▸ **EXERCISE DETAILS**
Give the records below again, word for word. No pictures belong in the copy.

▸ **Point localization data**
┌──

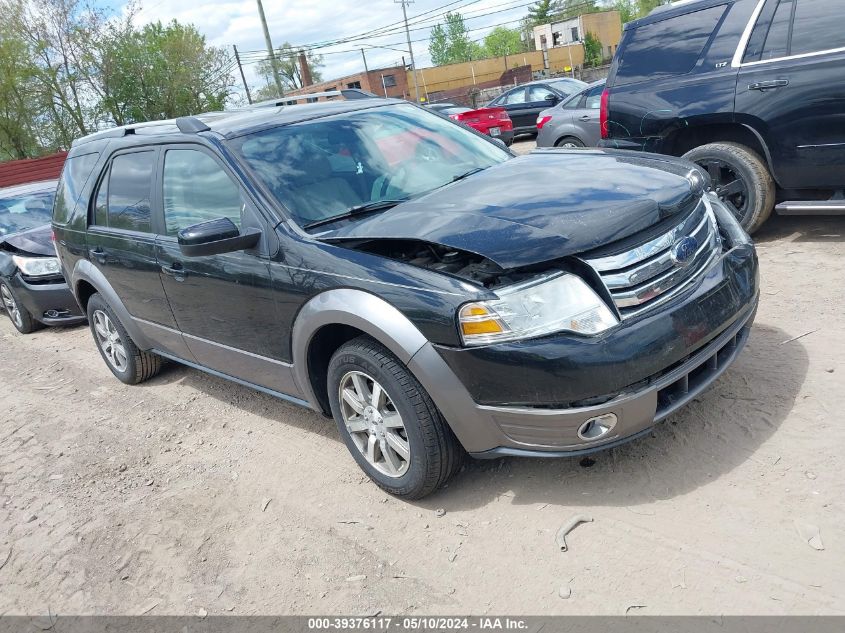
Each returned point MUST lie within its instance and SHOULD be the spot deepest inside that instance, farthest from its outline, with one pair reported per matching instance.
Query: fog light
(597, 427)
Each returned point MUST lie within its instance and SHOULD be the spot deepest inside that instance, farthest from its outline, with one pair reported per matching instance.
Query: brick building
(385, 82)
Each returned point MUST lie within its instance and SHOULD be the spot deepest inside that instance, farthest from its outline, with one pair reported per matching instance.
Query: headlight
(37, 266)
(556, 302)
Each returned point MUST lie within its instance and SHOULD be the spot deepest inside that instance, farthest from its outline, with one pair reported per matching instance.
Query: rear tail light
(603, 114)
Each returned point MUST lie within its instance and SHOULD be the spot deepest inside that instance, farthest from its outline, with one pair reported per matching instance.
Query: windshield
(568, 87)
(19, 212)
(327, 167)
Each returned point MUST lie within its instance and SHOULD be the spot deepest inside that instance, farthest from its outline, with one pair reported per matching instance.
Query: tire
(133, 365)
(434, 453)
(754, 203)
(569, 141)
(15, 310)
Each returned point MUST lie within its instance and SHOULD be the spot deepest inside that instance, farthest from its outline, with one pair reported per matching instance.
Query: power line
(386, 32)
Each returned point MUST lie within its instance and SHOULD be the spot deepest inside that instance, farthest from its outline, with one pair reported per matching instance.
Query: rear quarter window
(666, 48)
(75, 174)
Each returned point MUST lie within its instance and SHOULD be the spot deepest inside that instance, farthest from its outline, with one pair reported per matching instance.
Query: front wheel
(740, 179)
(18, 314)
(388, 421)
(128, 363)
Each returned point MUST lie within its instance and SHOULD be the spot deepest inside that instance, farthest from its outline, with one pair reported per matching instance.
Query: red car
(493, 122)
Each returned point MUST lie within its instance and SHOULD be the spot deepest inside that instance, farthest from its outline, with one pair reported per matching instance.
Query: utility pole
(410, 48)
(241, 69)
(274, 63)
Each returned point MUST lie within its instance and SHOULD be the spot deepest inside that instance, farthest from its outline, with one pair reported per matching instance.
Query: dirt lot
(151, 499)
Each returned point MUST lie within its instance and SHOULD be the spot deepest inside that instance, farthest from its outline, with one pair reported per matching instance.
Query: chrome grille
(647, 275)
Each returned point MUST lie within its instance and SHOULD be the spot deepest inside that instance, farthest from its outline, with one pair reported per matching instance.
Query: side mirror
(215, 237)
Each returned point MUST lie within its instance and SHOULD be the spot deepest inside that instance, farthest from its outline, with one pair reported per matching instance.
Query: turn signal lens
(477, 320)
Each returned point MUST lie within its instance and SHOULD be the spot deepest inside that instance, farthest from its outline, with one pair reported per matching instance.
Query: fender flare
(767, 154)
(84, 270)
(356, 308)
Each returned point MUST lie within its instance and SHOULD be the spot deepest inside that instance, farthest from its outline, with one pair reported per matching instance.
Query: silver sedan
(573, 122)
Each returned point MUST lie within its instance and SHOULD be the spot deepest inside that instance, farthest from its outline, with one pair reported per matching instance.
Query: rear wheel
(569, 142)
(128, 363)
(740, 179)
(18, 314)
(388, 421)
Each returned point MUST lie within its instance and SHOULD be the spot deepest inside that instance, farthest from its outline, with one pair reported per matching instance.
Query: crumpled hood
(37, 241)
(541, 206)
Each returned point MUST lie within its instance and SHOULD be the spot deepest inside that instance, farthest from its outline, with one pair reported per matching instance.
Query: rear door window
(794, 27)
(197, 189)
(770, 37)
(75, 174)
(666, 48)
(130, 182)
(515, 97)
(818, 26)
(593, 98)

└──

▸ **TASK RESULT**
Each returned point MUST lie within its instance and SHOULD be the spot deepest inside that instance, farthest from its outline, with one pair reported per matching instance.
Query: fog light
(597, 427)
Each returned point MUST lie within its instance and SHOULD be the spot deepest inside that instance, farthest from its outline, with one pair reported per matching instance.
Query: brick building
(385, 82)
Each returned point MUST lie within its instance and SHOULD be the spot deepest inside that instance, farthest from its outline, with one pair reported per matching instance.
Query: headlight
(37, 266)
(556, 302)
Each returned point MUST lie within its instance and SHOULD be the spot deepest inside that instance, farthest from its outline, with one pair reported per matching instance.
Query: rear tail light
(603, 114)
Each returned point MUST lie within its instance and SHOULD be the spot deepest inside that instance, farthest from its outline, with one pair reported per matching instance.
Query: windshield
(568, 87)
(19, 212)
(327, 167)
Each returned point MUST lie within its instance and SHOULD be the spot deepest inside that instance, farthest from its outline, with one pair reported per matching instance.
Query: tire
(133, 365)
(434, 453)
(754, 203)
(569, 141)
(15, 310)
Each returned point MUST lie within its instance and SHOULD be the spot deepest inside that instance, farthest from its outline, with one pair reported per matching instance.
Query: power line
(386, 32)
Each returned point MUST lie within its instance and SHOULD be the spot deepest inside that instance, farthest from its outline, with one pair reported per matching instance.
Query: rear quarter window
(666, 48)
(75, 174)
Each returned point MUST lie within its instance and SHOULD be the spot deepest inside that instance, farthest from its outline, with one pair reported per matching instance.
Query: front wheel
(740, 179)
(18, 314)
(388, 421)
(128, 363)
Each returned point MUST lie within its instance and SHOULD be the spot deepest inside that instance, farthest from its outline, with one pair reported per matching instance.
Query: red car
(493, 122)
Each returned point MUST lie within its instance and SHOULD be the spot deepest inside that instance, farthest from its outline, with one pair reported per matching instance.
Query: utility pole
(410, 48)
(241, 69)
(274, 63)
Each returned point MUST lie within its instance and SHOULD be the spot deepest inside that instance, farthest from its outline, with one pair reported per matching instance.
Query: dirt lot
(151, 499)
Each returned point MUST lie within its instance and SHOULD be the spot deepest inside that instance, farthest from its outline, with one pair reported per matching instance.
Query: chrome grille
(647, 275)
Each returned point MUST lie within its instance and SHOULD be the spot deepest inside that instance, farthest from its outline, with one pair reported per matching instance.
Query: side mirror
(215, 237)
Each returned point MUST lie within its instance and SHOULD be the spot deepest inside that instance, farthest from its outline, with one pair reported per matching instance.
Query: turn signal lens
(477, 320)
Each returned point MUST lie within its instance and SHOULD be the spot deepest inside that instance, farthest from its outline, with one pair reported per matching instance.
Query: fender flare
(767, 154)
(84, 270)
(356, 308)
Each returned point MUST lie within its instance and SHOULD be the spot deepest inside that instance, farthest from its outline, with one pair reported per matching instance.
Query: silver sedan
(573, 122)
Each returned point MUST lie within its instance and SHOULD be the spot deepest inside that instance, farthest from its outline, with one pair reported per matching instance.
Query: rear wheel
(569, 142)
(128, 363)
(740, 179)
(18, 314)
(388, 421)
Each returned point MUST lie within its instance and SHOULD be the spot deepest inside that instance, farthest from its outline, with one pair reported per matching instance.
Query: crumpled hood
(37, 241)
(541, 206)
Each returned point MUST lie within its instance and SHOULD be the spot deepest inside that instance, farthest from its outline, with one pair reported per matching instance.
Query: rear door window
(794, 27)
(197, 189)
(770, 37)
(75, 174)
(666, 48)
(130, 182)
(515, 97)
(818, 26)
(593, 98)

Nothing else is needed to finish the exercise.